§ **Task to carry out**
Rewrite the material from the line containing "Q: Provide one point on every instance of the bark" through the end, swapping "green leaf" for "fallen leaf" and leaving everything else as it is.

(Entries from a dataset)

■ ■ ■ ■

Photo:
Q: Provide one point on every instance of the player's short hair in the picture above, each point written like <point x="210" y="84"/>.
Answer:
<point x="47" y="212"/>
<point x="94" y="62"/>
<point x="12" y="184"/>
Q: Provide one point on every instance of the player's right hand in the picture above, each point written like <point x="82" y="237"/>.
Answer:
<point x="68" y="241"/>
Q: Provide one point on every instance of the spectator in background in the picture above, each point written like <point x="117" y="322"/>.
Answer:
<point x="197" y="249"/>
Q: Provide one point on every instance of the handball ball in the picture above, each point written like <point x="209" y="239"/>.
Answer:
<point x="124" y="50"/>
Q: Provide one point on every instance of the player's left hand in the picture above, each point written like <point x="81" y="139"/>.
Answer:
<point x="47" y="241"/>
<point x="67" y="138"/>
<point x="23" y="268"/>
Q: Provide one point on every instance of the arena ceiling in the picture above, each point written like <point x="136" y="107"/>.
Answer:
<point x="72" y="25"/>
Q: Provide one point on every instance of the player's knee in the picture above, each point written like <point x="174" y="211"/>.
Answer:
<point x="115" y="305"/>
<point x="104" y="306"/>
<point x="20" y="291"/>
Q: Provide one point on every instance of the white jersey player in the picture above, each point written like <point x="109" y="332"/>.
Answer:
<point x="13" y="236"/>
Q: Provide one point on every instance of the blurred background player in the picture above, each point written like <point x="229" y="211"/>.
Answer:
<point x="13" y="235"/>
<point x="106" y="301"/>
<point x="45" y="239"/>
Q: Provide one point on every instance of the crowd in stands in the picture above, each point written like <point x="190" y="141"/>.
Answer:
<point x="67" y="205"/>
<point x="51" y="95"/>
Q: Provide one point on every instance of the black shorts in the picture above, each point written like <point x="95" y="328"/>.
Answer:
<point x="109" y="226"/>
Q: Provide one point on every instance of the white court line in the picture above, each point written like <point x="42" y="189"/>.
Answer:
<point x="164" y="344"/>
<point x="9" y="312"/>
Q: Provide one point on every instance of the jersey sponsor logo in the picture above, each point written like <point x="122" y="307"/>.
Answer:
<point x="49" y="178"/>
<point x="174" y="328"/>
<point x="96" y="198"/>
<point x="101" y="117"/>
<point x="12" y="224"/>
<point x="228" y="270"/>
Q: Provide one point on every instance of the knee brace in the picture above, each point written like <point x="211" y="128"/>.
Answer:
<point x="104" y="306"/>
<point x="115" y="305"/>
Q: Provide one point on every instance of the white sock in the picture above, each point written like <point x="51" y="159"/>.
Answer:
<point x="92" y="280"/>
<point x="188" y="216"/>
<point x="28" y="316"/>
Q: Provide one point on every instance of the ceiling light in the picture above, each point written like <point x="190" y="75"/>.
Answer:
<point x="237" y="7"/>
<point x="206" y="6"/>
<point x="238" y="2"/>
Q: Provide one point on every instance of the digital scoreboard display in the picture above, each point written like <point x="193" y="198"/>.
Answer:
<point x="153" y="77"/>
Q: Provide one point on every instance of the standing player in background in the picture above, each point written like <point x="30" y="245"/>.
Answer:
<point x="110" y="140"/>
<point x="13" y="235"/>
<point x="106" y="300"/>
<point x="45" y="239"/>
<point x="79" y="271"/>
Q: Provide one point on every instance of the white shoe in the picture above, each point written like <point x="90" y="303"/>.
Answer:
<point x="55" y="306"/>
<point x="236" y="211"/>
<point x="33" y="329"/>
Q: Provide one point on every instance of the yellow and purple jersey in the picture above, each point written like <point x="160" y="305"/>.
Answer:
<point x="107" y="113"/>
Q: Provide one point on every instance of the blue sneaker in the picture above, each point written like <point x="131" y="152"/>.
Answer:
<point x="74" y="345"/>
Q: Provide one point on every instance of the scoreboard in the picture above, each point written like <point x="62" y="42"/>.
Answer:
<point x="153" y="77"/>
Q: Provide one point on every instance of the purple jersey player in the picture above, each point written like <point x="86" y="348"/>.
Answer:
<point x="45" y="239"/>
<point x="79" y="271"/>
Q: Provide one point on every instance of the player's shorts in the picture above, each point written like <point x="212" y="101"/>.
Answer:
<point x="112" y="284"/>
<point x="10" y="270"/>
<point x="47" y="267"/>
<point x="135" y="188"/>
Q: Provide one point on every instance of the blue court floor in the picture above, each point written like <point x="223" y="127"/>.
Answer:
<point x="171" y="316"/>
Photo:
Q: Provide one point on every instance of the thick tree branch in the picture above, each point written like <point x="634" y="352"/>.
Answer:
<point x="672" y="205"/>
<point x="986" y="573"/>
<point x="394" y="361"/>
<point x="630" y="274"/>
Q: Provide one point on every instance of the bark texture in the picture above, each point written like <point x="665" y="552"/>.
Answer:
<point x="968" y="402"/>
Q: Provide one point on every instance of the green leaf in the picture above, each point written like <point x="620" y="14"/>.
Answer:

■ ■ ■ ■

§ **Solution for this task**
Q: Provide one point on every instance of the bark texture in the picture above, each point written like <point x="665" y="552"/>.
Answer:
<point x="968" y="402"/>
Q: Provide one point on every instance of the fallen leaf in the picture above, each point written like <point x="620" y="14"/>.
Answer:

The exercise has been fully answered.